### Exercise brief
Find every line in the rows below that contains the word "woman", and copy each of those lines in full. Case counts.

====== Working data ======

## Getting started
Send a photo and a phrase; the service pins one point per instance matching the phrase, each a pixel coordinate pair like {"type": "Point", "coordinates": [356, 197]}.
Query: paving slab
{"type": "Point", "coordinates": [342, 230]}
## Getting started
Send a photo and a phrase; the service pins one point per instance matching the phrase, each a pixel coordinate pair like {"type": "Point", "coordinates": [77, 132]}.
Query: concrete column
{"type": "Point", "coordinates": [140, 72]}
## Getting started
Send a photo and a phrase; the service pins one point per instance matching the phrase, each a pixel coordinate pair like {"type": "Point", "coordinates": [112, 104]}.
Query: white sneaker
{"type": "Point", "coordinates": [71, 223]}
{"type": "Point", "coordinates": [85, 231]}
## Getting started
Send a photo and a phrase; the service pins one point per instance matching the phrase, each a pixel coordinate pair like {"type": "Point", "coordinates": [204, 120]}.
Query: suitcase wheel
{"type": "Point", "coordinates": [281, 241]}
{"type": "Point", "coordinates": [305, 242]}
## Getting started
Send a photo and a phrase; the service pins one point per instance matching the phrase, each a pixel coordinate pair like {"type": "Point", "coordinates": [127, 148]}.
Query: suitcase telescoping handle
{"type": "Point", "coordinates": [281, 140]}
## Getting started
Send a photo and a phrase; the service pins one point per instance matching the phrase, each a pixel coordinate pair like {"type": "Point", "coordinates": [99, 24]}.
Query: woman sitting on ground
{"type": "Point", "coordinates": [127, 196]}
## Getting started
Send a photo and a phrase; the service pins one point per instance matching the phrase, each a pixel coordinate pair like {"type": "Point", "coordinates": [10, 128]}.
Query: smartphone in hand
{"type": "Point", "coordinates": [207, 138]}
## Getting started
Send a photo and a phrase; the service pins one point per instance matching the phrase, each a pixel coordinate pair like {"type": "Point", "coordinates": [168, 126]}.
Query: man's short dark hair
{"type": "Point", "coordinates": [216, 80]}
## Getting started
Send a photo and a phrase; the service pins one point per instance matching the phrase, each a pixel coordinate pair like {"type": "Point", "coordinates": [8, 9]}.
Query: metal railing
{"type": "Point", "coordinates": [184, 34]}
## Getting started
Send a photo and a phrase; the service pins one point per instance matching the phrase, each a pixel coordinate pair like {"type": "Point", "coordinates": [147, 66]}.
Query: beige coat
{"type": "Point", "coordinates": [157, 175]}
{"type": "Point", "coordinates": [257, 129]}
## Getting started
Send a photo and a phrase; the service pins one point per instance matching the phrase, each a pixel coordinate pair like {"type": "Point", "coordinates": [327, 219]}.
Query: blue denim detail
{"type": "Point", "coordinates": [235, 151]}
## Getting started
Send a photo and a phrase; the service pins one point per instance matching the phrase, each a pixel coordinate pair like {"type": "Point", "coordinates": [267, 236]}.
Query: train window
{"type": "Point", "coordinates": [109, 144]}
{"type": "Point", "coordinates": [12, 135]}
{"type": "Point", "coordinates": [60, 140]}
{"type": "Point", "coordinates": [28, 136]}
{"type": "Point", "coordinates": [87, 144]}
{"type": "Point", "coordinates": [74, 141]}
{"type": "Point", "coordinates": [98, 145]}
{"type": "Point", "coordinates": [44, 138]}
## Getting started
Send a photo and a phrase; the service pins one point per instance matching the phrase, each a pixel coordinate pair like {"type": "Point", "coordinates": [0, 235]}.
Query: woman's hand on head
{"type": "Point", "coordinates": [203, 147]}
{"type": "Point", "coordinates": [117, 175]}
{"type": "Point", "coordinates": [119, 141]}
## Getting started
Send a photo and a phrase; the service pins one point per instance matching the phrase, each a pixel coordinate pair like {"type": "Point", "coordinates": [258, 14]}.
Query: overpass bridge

======

### Exercise response
Query: woman sitting on ground
Query: woman's hand on head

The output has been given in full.